In the entries below, find the line with "Highlight the squirrel's nose" and the line with "Highlight the brown". Print those two and everything between them exactly, and nothing else.

·····

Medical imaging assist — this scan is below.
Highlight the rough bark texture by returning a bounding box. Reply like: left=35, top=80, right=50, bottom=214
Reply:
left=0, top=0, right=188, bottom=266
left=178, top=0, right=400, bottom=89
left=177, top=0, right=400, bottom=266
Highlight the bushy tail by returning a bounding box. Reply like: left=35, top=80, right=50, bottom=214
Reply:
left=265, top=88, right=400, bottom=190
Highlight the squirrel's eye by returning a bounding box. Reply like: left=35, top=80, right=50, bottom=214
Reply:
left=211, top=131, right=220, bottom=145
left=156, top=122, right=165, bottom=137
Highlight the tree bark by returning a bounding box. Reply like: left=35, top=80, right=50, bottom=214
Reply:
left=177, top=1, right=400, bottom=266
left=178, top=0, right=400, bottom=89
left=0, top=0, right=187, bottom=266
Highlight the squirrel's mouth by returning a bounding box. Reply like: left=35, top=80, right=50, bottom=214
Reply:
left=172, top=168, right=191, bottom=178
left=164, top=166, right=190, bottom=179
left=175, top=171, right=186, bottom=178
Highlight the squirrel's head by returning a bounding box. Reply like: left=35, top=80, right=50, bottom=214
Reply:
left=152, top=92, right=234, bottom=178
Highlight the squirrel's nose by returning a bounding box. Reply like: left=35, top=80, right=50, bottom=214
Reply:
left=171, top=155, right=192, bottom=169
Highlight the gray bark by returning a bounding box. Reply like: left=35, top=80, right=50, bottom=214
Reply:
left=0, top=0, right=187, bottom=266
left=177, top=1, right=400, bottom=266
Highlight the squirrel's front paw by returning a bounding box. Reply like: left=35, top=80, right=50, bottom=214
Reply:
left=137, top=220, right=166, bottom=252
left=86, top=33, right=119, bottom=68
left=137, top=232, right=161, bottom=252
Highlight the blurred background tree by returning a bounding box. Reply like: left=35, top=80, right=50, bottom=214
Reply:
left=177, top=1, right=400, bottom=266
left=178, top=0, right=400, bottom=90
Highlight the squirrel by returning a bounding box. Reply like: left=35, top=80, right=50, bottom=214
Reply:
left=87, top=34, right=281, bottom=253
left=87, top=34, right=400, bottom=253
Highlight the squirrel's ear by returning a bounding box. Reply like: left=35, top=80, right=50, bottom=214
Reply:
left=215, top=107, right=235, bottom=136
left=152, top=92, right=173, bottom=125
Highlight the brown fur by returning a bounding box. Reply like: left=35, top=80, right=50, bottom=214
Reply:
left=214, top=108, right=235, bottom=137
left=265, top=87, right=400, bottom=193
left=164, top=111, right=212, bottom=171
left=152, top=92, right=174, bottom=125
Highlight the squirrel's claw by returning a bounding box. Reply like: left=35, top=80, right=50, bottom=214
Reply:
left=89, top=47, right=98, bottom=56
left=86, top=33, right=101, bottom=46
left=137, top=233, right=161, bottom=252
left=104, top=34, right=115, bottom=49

·····

# [OUTPUT OF THE TASK]
Highlight the squirrel's nose by returning a bounding box. Reply like: left=35, top=80, right=50, bottom=214
Reply:
left=171, top=155, right=192, bottom=169
Highlight the gray bark by returning a bounding box. Reply like: left=35, top=80, right=50, bottom=214
Reply:
left=0, top=0, right=187, bottom=266
left=177, top=1, right=400, bottom=266
Highlight the squirrel's front paw by returning a bounding box. Reply like: left=35, top=80, right=50, bottom=214
Reply:
left=137, top=220, right=166, bottom=252
left=86, top=33, right=119, bottom=68
left=137, top=232, right=161, bottom=252
Highlight the blurred background tree by returning a bounding box. Reply like: left=35, top=80, right=50, bottom=214
Reply:
left=177, top=1, right=400, bottom=266
left=178, top=0, right=400, bottom=90
Highlight the squirrel by returning a bounding box. Reply like: left=35, top=80, right=50, bottom=214
Reply:
left=87, top=34, right=281, bottom=253
left=87, top=34, right=400, bottom=253
Highlight the squirrel's ear by returning a bounding box. Reply like: left=35, top=80, right=50, bottom=214
Reply:
left=215, top=107, right=235, bottom=136
left=152, top=92, right=173, bottom=125
Highlight the brown fur by returning a bounding box. Reply like: left=35, top=80, right=50, bottom=214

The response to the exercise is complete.